__Instrucciones de trabajo__.
Continúa, por favor, la entrevista a Cecilia Valenzuela Pulgar desde su última respuesta.

__Bloque de texto__.
################

Cecilia Valenzuela Pulgar: “Lo que me motiva es poder ayudar a quien lo necesita”

Cecilia Valenzuela Pulgar nació en Jaén, es la mayor de cinco hermanos, tres chicas y dos chicos. Su padre, José, trabajaba como representante de comercio y su madre, Rafaela, se dedicaba a la casa y a cuidar a los hijos.
—¿Qué me puede contar de su infancia?
—Fue una época maravillosa, pues lo teníamos todo, sin tener nada, pero disfrutábamos muchísimo jugando en la calle con los hermanos y los vecinos. En la casa todo era diversión, pues mi padre jugaba a la par nuestra, era más niño que nosotros. Además al ser representante, en casa nunca nos faltaban nunca los juguetes.

    06 ene 2013 / 09:52 H.


    —¿Siempre ha vivido en Jaén?
    —No, a partir de los 14 años nos fuimos a vivir a Mancha Real. Allí teníamos una casa preciosa con un patio muy grande donde mis hermanos más pequeños podían jugar sin ningún problema. En esa época yo trabajé muchísimo, ya que, al ser la mayor tenía que ayudar a mi madre con los pequeños. Ella no estaba muy bien de salud, pero a mí no me importaba. Mis hermanos siempre han sido algo muy importante en mi vida.

################

__Datos proporcionados__.
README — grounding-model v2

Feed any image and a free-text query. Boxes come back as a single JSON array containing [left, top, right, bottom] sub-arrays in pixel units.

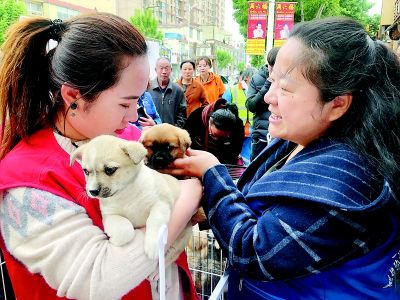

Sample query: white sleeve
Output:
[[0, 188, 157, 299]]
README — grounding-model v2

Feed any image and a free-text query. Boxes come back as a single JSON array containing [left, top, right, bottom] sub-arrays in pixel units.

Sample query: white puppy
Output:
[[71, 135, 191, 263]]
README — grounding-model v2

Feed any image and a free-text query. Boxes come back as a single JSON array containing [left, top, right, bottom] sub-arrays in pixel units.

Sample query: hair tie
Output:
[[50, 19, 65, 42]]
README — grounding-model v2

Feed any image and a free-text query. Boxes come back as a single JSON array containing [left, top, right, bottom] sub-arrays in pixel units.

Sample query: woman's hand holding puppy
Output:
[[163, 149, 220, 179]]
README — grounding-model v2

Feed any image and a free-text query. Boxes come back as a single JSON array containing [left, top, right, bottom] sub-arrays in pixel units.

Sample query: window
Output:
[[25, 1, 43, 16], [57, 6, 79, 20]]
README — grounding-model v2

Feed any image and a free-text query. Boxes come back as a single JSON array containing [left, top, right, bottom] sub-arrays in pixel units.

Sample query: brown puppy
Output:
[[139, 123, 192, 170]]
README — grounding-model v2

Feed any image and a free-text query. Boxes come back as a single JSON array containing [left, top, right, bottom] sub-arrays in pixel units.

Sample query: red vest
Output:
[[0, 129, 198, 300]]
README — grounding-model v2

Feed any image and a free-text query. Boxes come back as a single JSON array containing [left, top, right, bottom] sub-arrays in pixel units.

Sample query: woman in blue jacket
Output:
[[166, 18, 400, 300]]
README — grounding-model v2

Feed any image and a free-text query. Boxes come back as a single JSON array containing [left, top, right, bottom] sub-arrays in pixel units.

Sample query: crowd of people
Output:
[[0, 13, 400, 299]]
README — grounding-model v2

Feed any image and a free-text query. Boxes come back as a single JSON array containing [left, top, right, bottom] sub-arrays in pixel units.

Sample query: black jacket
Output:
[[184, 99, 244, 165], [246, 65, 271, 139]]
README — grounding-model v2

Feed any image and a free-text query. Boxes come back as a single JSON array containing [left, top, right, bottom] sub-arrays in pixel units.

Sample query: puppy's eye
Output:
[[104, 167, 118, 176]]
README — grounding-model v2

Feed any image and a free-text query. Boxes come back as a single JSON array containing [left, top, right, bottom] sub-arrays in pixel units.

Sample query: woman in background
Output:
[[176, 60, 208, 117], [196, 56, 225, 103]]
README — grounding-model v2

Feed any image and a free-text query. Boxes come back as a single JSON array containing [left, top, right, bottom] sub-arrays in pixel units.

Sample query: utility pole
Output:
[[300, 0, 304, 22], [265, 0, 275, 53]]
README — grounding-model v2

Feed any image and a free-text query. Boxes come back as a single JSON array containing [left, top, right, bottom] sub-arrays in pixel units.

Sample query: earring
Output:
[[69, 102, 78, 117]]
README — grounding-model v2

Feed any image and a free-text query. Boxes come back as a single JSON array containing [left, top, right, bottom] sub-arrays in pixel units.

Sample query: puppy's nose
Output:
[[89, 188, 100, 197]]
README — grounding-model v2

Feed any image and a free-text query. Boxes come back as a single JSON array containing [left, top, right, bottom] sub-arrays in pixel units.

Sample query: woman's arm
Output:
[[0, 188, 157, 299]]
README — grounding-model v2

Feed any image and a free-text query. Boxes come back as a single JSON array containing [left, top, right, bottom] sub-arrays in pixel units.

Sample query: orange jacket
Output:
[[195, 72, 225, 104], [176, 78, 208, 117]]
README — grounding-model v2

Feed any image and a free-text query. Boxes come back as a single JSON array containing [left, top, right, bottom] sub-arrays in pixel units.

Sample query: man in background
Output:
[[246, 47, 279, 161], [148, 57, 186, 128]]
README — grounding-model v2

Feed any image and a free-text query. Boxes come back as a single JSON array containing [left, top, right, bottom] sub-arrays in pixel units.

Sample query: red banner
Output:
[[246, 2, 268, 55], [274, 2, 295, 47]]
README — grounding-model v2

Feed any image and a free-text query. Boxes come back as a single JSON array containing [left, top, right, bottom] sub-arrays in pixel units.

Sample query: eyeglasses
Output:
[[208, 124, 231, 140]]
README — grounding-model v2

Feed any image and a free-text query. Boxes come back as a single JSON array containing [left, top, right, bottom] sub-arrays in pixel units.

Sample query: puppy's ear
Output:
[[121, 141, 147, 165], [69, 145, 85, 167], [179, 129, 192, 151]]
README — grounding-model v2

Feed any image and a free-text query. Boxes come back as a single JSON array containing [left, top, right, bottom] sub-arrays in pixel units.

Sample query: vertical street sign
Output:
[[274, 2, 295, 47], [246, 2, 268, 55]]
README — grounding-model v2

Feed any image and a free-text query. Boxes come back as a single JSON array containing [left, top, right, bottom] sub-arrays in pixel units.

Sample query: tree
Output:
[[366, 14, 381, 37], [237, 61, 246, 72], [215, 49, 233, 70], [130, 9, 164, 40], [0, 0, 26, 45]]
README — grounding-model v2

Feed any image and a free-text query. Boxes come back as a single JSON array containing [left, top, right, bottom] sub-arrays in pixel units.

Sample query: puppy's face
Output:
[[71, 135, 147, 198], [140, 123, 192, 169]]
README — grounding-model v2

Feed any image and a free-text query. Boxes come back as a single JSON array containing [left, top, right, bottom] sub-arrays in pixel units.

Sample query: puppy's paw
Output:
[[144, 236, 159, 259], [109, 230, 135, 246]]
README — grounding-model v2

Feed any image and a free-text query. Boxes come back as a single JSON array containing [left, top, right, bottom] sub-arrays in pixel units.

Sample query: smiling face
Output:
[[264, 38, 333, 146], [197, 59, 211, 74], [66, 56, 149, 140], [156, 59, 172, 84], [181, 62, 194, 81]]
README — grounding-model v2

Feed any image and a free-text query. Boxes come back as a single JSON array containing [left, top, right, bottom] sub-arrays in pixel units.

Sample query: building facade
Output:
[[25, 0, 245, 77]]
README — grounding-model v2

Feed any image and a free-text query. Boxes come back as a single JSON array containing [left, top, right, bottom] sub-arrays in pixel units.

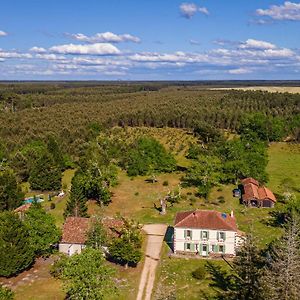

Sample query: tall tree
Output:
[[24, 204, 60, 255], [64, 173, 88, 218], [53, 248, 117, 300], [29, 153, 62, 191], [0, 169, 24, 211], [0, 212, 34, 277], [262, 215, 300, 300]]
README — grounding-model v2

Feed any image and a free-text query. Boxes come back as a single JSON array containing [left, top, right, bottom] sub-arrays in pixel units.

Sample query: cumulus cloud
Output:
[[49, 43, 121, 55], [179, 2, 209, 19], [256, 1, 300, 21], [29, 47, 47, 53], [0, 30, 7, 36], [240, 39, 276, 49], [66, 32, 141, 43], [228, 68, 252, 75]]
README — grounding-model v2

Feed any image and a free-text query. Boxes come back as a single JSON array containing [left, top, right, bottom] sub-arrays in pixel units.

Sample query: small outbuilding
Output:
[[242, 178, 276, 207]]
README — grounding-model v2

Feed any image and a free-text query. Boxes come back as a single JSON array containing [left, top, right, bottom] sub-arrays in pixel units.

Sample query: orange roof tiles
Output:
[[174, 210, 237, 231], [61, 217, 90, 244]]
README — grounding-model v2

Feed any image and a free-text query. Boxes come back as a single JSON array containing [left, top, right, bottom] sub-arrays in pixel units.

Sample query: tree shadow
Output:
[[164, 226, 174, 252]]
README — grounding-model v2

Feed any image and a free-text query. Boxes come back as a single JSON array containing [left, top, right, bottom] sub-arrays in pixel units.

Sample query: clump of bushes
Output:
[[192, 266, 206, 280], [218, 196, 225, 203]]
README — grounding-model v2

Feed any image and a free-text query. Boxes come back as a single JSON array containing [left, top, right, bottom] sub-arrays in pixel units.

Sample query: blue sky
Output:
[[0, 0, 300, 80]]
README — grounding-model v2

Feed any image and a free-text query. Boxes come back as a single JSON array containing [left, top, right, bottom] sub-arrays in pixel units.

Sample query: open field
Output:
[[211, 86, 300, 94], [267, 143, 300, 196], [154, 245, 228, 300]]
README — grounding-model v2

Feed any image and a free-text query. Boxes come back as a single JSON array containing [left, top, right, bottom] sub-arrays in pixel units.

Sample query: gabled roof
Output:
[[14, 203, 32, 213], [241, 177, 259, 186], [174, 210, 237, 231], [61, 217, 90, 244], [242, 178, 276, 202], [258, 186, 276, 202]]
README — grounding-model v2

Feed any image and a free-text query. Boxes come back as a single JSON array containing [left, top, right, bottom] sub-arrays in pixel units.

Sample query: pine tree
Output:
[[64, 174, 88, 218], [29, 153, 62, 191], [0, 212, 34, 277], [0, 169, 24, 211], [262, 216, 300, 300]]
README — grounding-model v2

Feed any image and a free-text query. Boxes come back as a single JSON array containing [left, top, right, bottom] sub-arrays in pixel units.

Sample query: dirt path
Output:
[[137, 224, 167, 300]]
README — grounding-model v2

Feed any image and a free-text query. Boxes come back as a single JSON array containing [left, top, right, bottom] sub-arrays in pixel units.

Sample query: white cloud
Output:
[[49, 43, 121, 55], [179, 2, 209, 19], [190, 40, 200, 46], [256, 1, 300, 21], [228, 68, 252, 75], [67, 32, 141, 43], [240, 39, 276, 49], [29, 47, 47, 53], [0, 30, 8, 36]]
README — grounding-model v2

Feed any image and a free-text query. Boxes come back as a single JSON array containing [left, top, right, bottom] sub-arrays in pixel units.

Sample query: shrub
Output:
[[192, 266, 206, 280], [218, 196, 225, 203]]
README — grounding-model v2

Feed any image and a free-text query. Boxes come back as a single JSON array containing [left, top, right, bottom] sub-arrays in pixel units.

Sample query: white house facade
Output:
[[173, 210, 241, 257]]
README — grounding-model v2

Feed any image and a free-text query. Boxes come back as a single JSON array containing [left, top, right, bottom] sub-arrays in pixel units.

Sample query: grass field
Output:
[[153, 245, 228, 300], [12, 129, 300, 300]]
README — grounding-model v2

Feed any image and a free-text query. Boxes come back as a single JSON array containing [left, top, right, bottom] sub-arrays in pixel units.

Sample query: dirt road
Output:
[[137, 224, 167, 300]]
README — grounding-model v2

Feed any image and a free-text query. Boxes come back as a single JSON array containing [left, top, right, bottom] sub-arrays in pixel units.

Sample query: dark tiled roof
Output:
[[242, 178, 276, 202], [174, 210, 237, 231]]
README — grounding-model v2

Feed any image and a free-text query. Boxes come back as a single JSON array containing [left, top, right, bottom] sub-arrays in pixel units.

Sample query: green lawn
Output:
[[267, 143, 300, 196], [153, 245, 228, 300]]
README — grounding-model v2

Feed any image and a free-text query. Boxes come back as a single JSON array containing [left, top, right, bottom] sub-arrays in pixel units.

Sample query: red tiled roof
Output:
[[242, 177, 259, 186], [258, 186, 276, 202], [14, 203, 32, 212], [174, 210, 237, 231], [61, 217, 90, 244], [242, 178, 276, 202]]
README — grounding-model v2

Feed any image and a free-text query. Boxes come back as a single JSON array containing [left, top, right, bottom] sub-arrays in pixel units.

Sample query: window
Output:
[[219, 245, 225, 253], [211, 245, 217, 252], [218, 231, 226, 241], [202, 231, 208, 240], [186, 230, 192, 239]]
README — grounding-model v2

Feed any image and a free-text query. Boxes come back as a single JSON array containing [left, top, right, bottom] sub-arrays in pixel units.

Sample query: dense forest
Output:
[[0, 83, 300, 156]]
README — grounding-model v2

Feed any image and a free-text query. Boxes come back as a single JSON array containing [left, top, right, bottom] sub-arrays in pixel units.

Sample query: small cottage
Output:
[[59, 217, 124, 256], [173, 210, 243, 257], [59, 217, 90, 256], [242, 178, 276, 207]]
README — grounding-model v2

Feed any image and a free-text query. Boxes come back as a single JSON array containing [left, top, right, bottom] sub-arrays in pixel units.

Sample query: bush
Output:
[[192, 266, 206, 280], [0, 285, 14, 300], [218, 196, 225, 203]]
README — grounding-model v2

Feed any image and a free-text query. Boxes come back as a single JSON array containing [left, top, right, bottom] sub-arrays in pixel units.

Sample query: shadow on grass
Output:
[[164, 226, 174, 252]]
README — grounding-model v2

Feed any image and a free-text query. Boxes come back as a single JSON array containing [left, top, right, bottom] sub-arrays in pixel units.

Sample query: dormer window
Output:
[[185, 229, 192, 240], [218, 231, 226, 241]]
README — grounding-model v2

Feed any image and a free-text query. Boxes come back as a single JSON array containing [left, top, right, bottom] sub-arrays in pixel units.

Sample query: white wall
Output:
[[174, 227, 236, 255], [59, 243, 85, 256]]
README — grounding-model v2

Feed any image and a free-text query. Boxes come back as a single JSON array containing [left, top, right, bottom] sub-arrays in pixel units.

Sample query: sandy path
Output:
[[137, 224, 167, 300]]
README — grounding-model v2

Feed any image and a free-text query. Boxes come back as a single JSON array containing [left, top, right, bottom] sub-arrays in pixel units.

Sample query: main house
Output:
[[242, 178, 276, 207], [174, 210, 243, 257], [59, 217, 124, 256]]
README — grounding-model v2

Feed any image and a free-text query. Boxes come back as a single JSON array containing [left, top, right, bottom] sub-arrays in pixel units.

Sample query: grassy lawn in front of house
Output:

################

__Respuesta esperada__.
    —¿Cómo vivió la adolescencia?
    —En el año 1967 volvimos a Jaén y nos instalamos en un piso de la calle Martínez Molina. Mis hermanos estaban ya en el colegio y me fui a trabajar a un almacén de botellas que montaron unos vecinos y, por echar una mano, estuve un par de años, así ayudaba un poco en casa. Tenía amigas para entrar y salir y una muy especial de Mancha Real (Antoñita), cuya amistad he conservado siempre. En Jaén, mi amiga terminó convirtiéndose en mi cuñada.
    —¿Cómo ha sido su vida laboral?
    —Mis estudios han sido los primarios. En Mancha Real fui al colegio de la “Gota de Leche”, pero como mi madre tuvo tres niños en 18 meses, se acabó el colegio para mí. Mi madre estaba muy delicada y yo me hacía cargo de todo lo que podía. Cuando nació el pequeño, directamente pusieron la cuna junto a mi cama, por tanto es como un hijo para mí. Con tanto criar niños no podía estudiar y cuando llegamos a Jaén, además de en lo de las botellas, empecé a trabajar en una superlimpieza, donde estuve muchos años. El trabajo me gustaba, pero cogía muchos catarros por los cambios de temperatura y los olores de los disolventes. Estuve allí hasta que la empresa se cerró. Luego, como ya tenía novio, me quedé en mi casa hasta que me casé.
    —Ahora, ¿cómo es su vida familiar?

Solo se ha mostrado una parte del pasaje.